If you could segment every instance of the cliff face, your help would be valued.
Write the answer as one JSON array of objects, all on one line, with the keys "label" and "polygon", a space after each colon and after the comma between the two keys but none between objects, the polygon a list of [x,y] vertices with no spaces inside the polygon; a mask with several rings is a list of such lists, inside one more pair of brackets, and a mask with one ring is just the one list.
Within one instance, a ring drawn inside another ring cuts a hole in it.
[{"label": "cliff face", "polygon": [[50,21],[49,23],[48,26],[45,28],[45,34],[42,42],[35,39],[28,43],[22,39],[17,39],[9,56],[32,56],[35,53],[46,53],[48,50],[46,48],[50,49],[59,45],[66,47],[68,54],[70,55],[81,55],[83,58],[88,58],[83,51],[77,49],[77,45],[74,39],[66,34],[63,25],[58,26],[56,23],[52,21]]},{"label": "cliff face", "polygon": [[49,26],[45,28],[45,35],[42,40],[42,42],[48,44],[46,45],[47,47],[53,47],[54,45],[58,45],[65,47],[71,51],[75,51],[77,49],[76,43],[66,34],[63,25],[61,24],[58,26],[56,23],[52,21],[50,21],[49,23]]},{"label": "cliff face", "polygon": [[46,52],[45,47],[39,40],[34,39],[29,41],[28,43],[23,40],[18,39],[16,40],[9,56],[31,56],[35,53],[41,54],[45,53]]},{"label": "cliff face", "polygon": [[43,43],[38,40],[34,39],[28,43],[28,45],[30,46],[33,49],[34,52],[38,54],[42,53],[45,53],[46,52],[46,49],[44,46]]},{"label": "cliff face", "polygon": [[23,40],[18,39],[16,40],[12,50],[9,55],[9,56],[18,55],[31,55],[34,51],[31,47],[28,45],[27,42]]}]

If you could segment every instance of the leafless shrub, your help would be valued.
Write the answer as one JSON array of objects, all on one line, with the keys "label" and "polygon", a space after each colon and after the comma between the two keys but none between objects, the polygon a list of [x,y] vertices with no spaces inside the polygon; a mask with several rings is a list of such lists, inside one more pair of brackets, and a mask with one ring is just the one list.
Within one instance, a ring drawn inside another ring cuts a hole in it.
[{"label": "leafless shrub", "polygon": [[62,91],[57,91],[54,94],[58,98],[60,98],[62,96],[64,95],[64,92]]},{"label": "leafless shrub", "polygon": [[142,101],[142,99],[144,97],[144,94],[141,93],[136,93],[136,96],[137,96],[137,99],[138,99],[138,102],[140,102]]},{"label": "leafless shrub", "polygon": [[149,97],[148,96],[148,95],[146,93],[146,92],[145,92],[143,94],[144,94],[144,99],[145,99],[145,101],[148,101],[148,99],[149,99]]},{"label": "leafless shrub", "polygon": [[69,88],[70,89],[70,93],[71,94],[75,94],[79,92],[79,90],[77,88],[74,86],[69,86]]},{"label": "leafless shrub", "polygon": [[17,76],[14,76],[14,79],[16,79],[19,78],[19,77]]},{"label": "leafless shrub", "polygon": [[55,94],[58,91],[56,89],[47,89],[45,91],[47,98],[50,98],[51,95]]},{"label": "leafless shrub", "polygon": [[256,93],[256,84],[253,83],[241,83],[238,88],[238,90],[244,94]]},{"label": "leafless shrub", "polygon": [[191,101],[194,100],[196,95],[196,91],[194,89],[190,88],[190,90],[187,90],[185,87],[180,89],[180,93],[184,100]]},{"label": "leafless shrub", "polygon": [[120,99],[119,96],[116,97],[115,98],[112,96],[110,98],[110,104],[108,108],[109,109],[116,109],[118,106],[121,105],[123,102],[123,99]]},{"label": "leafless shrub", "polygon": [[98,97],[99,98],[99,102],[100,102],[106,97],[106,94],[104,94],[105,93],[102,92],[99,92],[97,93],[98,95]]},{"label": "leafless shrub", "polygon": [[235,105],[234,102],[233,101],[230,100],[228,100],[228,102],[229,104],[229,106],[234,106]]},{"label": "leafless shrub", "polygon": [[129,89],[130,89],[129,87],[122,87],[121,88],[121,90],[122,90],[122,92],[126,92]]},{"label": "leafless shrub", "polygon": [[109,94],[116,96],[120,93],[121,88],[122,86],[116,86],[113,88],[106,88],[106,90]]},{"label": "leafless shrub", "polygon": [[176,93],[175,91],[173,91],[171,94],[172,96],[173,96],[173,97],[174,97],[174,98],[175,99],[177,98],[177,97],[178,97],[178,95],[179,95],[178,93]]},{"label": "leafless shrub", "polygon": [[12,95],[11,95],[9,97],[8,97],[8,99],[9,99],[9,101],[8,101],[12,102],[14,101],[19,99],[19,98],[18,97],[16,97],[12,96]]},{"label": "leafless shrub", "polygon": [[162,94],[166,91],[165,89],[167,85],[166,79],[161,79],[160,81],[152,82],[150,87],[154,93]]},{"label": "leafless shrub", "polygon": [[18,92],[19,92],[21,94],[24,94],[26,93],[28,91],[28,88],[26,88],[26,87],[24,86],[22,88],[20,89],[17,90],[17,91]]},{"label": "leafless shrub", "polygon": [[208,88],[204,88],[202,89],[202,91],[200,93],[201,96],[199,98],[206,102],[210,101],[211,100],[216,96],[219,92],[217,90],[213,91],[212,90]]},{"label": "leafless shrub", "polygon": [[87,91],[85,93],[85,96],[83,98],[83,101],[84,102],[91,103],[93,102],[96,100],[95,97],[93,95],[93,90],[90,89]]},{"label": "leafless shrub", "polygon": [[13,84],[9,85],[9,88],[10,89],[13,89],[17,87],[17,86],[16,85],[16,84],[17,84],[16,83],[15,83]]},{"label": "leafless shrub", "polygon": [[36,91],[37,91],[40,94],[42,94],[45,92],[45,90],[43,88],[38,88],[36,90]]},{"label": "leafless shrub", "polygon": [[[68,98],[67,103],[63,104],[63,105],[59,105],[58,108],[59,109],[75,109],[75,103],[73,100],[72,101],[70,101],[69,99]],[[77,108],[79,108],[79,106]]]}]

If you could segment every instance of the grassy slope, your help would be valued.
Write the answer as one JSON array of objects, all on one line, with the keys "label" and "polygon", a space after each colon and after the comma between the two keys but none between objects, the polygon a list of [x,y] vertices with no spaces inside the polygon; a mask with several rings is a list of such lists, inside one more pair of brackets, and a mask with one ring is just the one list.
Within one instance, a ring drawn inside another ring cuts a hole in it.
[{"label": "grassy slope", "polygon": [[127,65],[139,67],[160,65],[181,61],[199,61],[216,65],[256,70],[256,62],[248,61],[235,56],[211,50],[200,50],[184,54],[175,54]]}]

# # # # # # #

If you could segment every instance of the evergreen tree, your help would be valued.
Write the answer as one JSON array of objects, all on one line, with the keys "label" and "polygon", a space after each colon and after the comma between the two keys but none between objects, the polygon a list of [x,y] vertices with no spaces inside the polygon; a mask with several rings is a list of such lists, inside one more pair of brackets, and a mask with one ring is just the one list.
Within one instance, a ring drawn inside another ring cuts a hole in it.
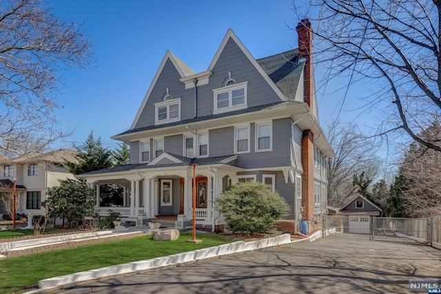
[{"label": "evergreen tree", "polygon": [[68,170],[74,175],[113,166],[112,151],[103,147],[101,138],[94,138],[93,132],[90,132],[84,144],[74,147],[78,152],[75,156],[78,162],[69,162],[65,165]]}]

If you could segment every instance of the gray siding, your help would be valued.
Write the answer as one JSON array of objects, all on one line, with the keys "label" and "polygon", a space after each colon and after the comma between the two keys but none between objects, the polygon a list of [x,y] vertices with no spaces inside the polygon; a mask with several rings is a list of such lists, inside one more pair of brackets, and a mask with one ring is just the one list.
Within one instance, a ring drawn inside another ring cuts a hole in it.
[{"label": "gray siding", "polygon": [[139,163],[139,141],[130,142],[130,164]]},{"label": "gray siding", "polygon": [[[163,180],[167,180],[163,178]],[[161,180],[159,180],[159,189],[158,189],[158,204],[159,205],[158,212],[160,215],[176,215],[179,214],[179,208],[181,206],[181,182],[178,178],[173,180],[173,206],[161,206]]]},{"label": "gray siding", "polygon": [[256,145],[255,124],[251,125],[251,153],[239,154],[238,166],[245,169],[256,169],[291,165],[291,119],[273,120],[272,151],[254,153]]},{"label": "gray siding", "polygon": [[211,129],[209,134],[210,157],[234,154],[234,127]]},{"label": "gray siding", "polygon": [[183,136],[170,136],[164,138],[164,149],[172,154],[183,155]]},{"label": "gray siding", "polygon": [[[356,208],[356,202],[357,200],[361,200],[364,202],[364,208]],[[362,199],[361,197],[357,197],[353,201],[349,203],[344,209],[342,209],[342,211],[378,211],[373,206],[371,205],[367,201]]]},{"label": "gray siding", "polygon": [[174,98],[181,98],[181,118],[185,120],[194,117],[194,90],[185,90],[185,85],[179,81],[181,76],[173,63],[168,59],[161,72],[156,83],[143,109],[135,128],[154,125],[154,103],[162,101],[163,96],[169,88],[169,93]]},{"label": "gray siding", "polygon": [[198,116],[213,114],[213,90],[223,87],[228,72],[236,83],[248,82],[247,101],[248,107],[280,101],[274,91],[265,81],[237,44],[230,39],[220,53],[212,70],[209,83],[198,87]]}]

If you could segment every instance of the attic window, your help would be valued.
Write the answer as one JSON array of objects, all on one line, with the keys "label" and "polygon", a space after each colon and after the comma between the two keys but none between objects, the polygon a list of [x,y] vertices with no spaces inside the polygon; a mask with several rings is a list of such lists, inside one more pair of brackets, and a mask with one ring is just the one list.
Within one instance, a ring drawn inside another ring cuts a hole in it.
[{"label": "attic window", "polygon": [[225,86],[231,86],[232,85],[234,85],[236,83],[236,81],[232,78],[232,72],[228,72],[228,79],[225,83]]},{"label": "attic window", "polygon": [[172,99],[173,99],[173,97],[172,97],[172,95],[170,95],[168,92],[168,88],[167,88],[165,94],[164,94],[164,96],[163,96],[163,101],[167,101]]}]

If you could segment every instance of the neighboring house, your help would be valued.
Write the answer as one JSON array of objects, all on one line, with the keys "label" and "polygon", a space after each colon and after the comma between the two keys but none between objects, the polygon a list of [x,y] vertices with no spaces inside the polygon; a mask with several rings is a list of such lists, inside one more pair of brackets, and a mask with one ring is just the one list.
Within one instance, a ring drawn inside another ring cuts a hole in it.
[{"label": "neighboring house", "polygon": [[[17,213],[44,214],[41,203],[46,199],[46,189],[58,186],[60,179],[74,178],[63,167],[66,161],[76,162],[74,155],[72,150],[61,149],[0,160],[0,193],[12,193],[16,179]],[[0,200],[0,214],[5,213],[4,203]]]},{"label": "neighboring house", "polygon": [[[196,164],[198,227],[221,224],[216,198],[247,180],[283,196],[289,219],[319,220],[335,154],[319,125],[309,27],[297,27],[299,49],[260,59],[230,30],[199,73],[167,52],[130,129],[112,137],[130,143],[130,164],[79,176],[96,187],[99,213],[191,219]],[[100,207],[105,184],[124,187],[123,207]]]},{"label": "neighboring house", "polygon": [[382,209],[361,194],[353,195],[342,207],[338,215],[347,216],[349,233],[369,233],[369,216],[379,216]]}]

# # # # # # #

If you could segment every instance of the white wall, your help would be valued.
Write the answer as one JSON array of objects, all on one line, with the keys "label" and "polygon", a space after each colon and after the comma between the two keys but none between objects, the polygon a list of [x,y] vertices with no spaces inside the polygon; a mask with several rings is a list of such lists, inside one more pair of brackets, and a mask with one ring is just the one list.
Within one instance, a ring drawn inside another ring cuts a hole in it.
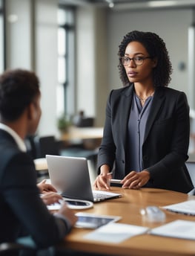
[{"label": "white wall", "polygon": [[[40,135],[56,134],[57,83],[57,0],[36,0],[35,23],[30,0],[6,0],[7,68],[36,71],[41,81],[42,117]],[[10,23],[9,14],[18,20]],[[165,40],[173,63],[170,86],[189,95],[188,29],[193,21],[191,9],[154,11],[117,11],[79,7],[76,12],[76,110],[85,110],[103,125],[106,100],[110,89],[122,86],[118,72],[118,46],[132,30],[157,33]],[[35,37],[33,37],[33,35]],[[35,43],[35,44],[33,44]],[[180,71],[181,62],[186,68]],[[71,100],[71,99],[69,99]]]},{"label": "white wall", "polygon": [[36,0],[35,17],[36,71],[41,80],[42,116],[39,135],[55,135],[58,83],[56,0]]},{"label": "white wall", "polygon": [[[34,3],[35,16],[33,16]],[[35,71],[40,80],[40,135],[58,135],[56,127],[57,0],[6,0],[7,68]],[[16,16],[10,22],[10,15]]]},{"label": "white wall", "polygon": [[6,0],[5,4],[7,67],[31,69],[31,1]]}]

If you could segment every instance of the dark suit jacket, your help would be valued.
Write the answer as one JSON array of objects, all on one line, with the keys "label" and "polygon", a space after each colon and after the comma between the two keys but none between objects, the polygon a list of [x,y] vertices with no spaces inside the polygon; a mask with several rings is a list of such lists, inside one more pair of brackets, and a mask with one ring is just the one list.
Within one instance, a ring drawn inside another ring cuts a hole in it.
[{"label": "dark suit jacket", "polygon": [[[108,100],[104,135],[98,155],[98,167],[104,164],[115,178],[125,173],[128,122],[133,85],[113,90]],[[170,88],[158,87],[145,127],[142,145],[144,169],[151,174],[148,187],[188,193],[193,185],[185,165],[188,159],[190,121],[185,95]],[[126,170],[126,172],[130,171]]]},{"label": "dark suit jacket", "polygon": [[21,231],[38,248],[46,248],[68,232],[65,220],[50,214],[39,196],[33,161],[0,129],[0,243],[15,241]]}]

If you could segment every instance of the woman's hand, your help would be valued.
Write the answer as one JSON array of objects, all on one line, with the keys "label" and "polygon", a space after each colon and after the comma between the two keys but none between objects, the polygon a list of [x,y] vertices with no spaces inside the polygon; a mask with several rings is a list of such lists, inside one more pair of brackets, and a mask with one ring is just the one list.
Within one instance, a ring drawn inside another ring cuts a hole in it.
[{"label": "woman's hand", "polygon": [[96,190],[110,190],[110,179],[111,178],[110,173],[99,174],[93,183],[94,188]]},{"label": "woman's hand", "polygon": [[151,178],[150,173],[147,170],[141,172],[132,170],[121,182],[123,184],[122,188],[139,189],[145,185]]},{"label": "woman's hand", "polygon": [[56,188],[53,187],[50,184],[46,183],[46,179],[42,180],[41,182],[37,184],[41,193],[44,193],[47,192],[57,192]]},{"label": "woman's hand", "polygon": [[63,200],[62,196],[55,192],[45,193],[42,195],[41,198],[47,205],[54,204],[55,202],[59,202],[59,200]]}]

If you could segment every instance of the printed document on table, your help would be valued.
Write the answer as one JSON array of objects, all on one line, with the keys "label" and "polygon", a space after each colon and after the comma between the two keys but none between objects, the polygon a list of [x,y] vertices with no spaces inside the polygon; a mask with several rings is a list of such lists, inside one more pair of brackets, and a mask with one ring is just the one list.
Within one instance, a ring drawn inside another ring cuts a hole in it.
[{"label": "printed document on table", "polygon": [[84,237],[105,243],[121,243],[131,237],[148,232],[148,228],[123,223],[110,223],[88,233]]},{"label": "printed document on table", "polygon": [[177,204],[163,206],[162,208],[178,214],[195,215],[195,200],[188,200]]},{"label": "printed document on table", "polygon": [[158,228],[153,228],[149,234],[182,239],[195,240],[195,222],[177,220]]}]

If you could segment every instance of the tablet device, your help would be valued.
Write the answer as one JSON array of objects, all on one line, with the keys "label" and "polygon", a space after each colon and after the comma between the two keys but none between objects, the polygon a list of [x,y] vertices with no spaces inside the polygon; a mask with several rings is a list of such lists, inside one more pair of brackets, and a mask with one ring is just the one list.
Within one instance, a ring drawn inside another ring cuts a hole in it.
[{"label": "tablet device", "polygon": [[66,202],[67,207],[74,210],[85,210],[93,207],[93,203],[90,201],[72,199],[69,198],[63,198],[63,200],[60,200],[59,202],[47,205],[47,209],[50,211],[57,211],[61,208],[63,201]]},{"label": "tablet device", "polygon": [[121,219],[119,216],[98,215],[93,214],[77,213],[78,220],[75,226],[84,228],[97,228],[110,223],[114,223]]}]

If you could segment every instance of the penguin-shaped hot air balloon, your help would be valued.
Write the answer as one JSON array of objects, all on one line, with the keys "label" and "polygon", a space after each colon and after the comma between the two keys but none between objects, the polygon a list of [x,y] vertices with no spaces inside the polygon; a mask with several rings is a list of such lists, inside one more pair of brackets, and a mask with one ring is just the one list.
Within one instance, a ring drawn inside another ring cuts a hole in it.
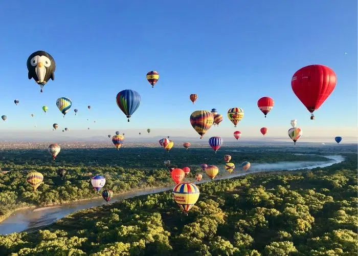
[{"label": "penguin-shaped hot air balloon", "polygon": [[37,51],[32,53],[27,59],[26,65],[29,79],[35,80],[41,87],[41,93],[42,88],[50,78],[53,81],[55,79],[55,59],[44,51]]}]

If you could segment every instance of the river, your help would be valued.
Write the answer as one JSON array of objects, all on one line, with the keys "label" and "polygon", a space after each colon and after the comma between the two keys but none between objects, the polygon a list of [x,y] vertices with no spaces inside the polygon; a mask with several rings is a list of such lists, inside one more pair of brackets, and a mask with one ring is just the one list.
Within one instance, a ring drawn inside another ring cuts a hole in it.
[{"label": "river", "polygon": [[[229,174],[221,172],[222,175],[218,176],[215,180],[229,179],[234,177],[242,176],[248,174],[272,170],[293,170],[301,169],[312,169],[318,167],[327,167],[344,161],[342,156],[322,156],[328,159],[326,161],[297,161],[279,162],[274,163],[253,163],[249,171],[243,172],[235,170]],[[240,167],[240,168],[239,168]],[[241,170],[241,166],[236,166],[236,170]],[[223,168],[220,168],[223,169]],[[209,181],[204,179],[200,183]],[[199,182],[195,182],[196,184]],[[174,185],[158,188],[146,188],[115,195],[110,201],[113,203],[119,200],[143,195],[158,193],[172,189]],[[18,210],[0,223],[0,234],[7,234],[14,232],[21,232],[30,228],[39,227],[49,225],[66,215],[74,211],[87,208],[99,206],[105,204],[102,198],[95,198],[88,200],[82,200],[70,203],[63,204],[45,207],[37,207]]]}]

# # # # # # #

Please pull out every line in the rows above that contains the word "balloon" and copy each one in full.

If you could segment every instance of the penguin-shaped hot air balloon, your help would be valued.
[{"label": "penguin-shaped hot air balloon", "polygon": [[37,51],[32,53],[27,59],[26,65],[29,79],[35,80],[41,87],[41,93],[42,88],[50,78],[53,81],[55,79],[55,59],[44,51]]}]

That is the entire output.